[Point placement listing]
'''

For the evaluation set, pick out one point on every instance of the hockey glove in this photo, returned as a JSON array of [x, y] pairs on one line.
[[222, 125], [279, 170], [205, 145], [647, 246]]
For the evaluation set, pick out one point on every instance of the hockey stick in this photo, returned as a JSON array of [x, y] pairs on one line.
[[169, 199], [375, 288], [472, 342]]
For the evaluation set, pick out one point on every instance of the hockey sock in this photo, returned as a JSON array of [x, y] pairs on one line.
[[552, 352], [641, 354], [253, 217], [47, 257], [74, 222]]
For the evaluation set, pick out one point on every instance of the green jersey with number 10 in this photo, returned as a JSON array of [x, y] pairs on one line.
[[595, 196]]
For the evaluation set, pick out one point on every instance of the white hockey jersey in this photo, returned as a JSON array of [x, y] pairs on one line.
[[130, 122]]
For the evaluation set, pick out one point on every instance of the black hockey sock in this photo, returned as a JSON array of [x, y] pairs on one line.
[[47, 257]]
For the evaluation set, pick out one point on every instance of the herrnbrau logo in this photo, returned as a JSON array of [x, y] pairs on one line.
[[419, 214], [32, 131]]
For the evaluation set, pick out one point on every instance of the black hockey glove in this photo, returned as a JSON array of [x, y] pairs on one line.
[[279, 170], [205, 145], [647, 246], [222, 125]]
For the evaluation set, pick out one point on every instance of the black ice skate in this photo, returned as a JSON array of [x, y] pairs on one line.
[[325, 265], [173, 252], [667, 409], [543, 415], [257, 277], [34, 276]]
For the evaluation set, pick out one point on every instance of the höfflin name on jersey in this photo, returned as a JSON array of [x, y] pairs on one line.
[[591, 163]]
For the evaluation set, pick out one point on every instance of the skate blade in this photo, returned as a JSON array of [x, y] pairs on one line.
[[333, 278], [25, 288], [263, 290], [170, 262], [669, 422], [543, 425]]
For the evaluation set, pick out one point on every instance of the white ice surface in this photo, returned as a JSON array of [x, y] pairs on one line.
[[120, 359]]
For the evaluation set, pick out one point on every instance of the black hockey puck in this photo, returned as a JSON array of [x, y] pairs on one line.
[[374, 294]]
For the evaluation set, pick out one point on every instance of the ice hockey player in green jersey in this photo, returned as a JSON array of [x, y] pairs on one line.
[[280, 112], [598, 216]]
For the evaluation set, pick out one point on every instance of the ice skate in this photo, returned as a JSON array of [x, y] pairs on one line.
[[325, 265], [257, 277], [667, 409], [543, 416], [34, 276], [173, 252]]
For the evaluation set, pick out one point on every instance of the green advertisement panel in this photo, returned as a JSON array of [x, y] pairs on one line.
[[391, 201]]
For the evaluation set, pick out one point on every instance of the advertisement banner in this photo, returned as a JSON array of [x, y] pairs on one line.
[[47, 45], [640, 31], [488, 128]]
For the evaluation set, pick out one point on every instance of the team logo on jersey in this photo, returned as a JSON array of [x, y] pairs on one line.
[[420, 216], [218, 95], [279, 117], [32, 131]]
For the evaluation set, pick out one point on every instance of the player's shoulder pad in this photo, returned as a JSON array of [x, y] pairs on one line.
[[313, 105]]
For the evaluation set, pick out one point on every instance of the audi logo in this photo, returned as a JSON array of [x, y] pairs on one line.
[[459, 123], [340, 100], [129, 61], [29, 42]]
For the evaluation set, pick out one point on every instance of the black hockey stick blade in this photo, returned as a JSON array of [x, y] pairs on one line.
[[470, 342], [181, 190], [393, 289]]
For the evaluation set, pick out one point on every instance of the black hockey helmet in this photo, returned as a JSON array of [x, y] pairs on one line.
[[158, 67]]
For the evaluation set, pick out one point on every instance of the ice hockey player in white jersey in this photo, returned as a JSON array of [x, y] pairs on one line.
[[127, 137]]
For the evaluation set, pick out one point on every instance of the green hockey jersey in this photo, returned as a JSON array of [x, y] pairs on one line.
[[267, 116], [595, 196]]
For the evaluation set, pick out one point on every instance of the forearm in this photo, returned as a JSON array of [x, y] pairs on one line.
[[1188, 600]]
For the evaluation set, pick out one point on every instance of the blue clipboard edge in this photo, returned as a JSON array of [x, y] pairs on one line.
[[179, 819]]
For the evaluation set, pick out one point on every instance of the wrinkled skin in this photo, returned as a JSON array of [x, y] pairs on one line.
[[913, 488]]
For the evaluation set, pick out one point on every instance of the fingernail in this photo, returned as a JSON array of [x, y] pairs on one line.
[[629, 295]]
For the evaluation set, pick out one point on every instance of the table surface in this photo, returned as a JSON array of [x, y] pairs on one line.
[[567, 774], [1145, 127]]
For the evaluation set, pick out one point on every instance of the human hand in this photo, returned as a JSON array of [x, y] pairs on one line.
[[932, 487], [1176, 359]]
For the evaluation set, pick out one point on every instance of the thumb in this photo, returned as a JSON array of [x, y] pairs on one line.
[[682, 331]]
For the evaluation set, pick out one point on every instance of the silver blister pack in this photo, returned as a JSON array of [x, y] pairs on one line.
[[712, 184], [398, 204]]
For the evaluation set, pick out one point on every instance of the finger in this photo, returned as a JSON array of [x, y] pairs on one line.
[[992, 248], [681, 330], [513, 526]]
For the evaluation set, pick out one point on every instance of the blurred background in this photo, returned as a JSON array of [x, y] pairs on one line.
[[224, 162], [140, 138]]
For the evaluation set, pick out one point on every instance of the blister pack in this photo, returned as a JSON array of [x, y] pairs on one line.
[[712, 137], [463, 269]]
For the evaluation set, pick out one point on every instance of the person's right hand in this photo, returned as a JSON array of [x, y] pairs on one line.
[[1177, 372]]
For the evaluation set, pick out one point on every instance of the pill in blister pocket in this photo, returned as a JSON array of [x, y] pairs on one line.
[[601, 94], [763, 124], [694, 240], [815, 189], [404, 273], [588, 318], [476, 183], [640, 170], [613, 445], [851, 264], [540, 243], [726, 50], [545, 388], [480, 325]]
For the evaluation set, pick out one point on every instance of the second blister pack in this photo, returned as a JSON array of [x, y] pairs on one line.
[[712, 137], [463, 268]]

'''

## Task instructions
Copy out verbatim everything in the listing from the line containing "black hockey helmet" down to the line containing "[[158, 67]]", including both of those lines.

## Response to this exercise
For the evaluation set, pick out one point on every instance of the black hockey helmet in this photo, returned as a JSON array of [x, y] pairs on one line.
[[158, 67]]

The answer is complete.